# Exercise instructions:
In the illuminance problem below, what height above the table should the light source have to give maximum illuminance at the book? Please answer in one short sentence.

=== Page ===

A student is studying a book placed near the edge of a circular table of radius R. A point source of light is suspended directly above the centre of the table. What should be the height of the source above the table so as to produce maximum illuminance at the position of the book?
Solution
Let the height of the source be h and the luminous intensity in the normal direction be I0.
So, illuminance on the book (E) is given by,
\[E = \frac{I_0 \cos\theta}{r^2}\]
From the figure we get
Cosθ = \[\frac{h}{r}\]
On substituting the value of Cosθ, we get
\[E = \frac{I_0 h}{r^3}\]
But r = \[\sqrt{R^2 + h^2}\]
\[\therefore E=\frac{I_0 h}{\left( r^2 + h^2 \right)^\frac{3}{2}}\]
For maximum illuminance,
\[\frac{dE}{dH} = 0\]
\[\frac{dE}{dH} = \frac{I_0 \left[ \left( R^2 + h^2 \right)^\frac{3}{2} - \frac{3}{2}h \times \left( R^2 + h^2 \right)^\frac{1}{2} \times 2h \right]}{\left( R^2 + h^2 \right)^3} = 0\]
\[\Rightarrow \left( R^2 + h^2 \right)^\frac{1}{2} \left[ R^2 + h^2 - 3 h^2 \right] = 0\]
\[ \Rightarrow R^2 - 2 h^2 = 0\]
\[ \Rightarrow h = \frac{R}{\sqrt{2}}\]

=== Dataset rows ===

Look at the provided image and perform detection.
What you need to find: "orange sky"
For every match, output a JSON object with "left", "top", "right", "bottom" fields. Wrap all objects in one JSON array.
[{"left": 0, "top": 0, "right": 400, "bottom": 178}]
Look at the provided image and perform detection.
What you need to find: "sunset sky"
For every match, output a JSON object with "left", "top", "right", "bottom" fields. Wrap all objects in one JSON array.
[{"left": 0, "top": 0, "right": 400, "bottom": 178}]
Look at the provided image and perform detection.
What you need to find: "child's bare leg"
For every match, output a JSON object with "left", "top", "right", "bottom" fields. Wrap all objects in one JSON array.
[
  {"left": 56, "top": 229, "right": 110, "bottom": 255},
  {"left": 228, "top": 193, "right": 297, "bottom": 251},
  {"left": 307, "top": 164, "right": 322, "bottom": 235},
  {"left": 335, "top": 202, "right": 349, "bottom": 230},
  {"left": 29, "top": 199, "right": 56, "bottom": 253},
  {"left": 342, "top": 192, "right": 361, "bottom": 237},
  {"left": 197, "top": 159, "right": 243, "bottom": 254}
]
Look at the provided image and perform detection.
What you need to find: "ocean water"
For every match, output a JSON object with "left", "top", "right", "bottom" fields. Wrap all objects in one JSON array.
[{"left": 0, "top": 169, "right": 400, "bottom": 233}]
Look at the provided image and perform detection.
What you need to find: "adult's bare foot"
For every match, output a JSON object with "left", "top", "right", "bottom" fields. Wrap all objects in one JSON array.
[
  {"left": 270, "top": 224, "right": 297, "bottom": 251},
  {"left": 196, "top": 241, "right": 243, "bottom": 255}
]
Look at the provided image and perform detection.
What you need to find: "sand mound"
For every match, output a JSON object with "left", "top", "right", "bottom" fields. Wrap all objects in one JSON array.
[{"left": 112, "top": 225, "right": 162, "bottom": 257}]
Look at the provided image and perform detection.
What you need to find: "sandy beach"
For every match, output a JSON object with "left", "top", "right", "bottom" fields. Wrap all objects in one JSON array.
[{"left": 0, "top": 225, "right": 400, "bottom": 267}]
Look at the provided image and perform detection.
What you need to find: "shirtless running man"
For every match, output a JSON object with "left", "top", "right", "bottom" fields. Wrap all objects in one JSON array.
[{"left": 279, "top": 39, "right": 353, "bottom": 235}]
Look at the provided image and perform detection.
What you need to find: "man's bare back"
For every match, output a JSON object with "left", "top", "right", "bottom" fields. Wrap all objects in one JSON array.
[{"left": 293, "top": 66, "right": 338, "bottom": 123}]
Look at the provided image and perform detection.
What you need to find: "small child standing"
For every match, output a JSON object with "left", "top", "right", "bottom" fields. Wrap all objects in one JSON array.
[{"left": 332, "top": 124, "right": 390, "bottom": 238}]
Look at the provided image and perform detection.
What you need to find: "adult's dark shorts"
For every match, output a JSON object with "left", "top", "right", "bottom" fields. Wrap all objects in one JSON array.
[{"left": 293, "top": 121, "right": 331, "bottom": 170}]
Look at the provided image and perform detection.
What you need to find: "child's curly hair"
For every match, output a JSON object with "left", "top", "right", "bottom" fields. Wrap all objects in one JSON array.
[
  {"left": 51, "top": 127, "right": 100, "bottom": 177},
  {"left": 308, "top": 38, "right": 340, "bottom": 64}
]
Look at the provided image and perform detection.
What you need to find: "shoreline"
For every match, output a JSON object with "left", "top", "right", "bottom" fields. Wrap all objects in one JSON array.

===
=== Dataset rows ===

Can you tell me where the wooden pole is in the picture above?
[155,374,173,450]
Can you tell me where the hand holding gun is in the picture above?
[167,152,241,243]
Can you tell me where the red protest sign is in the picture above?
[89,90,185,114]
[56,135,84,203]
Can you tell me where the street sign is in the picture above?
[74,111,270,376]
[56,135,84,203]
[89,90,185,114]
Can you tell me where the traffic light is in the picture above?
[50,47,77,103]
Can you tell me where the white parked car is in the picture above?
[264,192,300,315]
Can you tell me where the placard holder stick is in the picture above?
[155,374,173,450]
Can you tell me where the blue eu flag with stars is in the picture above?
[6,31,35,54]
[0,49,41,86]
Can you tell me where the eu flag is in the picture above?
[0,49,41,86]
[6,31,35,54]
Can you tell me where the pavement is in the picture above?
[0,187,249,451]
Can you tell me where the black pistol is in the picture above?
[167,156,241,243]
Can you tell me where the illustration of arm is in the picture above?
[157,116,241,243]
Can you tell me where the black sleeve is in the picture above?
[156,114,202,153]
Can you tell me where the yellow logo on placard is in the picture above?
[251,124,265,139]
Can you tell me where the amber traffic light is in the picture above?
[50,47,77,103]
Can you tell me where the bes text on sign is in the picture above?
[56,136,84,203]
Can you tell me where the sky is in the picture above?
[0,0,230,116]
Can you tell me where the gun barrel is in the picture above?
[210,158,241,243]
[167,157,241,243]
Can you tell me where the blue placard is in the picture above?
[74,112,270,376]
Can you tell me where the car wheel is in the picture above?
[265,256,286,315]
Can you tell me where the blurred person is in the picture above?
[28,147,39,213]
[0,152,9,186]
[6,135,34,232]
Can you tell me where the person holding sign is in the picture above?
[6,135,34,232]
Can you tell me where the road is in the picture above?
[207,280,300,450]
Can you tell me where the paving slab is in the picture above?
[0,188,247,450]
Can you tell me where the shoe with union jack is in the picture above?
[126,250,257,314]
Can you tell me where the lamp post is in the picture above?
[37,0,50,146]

===

# Full output:
The source should be R/√2 above the table, where R is the table's radius.